▸ Task prompt: When a line in the entries below contains the word "this", copy that line.

▸ Task material:
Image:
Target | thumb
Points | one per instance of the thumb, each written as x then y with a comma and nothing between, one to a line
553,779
* * *
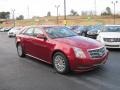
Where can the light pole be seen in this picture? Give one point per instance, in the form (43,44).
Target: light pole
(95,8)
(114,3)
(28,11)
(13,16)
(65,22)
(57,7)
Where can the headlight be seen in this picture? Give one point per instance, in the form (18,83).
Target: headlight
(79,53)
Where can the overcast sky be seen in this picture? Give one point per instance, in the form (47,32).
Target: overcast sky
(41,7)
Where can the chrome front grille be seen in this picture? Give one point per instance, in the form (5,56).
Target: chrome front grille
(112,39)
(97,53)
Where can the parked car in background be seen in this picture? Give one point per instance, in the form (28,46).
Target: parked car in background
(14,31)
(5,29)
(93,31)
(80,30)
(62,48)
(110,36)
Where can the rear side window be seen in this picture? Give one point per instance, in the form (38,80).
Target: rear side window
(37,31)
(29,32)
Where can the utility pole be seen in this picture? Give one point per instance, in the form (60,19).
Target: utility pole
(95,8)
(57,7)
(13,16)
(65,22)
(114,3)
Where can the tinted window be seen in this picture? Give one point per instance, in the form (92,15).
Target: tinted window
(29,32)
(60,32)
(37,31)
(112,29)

▸ Answer:
Where can the light pole be seen in this picture? Give one point per instance, in the form (43,44).
Where can the headlight be seen in this picture? Give one point per instance, in the form (18,83).
Where can the overcast sky be seen in this picture? Give one point per instance, in the form (47,32).
Where can the chrome front grille be seen in this picture? Give one point per instance, in the form (5,56).
Where can the parked car in background be seen in this picture? Give one point per instance, in the form (28,46).
Where can the rear side window be seen in this picture? Give one point per instance, in the form (38,80).
Where can the utility pole be seen in this picture? Give one point per instance, in the form (60,19).
Where can the tinted window be seen in this picture? Give one point per instance, in the form (92,15).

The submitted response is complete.